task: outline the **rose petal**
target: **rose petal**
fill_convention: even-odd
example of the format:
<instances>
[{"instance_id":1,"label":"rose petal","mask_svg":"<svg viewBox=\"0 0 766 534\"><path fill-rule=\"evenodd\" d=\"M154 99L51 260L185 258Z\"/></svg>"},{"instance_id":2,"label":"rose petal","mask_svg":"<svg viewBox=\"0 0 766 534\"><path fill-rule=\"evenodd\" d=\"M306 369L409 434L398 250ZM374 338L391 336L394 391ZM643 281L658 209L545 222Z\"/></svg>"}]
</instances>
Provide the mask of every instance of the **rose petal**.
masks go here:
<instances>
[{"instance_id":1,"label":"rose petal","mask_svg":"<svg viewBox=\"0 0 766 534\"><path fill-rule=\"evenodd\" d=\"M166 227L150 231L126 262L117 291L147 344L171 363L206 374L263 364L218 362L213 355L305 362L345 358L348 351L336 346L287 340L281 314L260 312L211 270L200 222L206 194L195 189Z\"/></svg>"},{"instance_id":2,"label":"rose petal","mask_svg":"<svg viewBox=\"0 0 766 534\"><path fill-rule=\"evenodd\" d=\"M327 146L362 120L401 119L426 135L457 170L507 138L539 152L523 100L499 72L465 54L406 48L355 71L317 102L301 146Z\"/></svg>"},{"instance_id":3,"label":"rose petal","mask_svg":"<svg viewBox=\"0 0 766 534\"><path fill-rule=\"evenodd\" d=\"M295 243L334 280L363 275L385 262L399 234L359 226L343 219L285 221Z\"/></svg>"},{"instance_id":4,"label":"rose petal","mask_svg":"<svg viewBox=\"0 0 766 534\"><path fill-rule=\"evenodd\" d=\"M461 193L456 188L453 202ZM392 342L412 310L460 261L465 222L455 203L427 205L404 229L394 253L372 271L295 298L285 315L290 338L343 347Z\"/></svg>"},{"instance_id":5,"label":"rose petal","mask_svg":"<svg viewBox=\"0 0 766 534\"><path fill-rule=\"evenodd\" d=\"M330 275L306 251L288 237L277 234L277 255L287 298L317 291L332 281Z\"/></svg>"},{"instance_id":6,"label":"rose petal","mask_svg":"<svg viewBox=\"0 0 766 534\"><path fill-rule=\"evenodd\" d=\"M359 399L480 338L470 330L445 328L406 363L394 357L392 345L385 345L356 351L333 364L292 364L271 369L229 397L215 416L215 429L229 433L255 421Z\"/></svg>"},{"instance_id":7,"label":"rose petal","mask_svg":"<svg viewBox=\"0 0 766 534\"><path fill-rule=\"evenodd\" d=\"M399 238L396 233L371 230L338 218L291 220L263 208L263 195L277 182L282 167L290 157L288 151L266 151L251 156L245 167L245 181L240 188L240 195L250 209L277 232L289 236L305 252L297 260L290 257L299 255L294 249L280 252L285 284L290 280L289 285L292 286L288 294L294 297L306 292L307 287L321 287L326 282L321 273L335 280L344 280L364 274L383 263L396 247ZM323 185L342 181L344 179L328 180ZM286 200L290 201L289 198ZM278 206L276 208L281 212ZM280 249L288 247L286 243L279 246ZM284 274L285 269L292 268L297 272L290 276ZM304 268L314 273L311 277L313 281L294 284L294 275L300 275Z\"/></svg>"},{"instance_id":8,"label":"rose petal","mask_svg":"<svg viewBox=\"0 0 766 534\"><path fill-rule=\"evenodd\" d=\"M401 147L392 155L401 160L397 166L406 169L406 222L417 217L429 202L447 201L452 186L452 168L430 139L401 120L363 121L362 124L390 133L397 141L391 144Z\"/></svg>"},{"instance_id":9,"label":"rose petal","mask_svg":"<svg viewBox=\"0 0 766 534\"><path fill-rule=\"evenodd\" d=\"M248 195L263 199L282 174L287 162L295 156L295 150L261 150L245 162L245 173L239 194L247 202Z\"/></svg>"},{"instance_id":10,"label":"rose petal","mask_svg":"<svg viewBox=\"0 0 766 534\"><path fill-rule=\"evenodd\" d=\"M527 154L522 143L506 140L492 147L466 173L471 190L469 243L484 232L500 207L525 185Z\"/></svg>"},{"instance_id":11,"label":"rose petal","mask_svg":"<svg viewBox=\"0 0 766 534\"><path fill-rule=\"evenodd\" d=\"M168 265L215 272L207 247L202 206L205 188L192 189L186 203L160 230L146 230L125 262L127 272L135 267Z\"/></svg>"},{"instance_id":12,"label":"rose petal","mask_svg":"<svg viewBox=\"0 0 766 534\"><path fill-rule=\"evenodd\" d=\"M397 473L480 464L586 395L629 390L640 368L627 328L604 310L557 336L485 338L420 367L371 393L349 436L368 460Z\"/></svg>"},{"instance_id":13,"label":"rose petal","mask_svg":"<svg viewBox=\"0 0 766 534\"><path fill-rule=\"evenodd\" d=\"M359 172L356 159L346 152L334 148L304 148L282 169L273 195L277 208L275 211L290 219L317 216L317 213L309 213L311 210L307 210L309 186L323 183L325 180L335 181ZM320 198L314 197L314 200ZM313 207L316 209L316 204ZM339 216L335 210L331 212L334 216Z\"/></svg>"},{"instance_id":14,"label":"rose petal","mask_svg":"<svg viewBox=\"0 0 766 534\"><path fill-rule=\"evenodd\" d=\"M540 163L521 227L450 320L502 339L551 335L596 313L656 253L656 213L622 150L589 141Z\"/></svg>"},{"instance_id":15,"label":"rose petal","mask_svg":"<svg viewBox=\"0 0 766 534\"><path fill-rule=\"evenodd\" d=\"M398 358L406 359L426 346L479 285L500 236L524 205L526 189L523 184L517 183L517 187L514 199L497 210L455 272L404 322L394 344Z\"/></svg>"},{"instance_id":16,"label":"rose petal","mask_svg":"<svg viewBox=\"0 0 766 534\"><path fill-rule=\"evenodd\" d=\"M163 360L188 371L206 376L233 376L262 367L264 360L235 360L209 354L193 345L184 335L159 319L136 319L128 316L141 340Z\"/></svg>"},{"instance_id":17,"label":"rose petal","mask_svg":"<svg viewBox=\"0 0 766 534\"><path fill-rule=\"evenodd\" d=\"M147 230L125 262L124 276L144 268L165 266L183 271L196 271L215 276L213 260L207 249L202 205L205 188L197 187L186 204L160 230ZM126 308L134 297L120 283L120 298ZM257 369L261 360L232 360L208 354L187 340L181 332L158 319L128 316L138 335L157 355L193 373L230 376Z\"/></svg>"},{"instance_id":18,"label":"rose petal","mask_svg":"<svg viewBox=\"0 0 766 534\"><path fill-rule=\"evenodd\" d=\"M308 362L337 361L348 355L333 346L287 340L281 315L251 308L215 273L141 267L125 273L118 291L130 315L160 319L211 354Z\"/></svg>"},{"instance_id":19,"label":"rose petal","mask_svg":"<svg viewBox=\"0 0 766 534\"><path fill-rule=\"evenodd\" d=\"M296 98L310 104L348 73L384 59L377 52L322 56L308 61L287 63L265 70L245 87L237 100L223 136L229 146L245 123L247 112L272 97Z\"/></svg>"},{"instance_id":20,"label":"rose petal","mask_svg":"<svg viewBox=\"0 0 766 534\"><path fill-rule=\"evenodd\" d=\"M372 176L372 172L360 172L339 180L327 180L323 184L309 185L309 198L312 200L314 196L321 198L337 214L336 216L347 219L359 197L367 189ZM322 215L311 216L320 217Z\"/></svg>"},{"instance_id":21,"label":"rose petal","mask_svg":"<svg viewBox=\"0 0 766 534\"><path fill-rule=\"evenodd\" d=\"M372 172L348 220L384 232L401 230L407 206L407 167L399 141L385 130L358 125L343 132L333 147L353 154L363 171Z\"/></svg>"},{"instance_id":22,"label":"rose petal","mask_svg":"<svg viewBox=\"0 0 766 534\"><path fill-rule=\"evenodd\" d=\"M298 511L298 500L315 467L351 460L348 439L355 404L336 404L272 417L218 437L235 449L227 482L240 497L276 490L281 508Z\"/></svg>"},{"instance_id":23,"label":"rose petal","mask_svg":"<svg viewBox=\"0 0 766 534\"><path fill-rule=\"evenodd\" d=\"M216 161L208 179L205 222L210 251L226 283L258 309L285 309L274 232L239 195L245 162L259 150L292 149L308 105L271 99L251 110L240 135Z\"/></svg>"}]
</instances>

..........

_TASK BRIEF_. In the listing above, the lines from the one containing "example of the" through the one containing "Provide the mask" must be set down exactly, with no other lines.

_SOLVED PROBLEM_.
example of the format:
<instances>
[{"instance_id":1,"label":"rose petal","mask_svg":"<svg viewBox=\"0 0 766 534\"><path fill-rule=\"evenodd\" d=\"M154 99L51 260L185 258Z\"/></svg>"},{"instance_id":2,"label":"rose petal","mask_svg":"<svg viewBox=\"0 0 766 534\"><path fill-rule=\"evenodd\" d=\"M306 369L409 434L398 250ZM374 338L391 336L394 391ZM643 281L658 209L545 222Z\"/></svg>"}]
</instances>
Provide the mask of every instance of the **rose petal**.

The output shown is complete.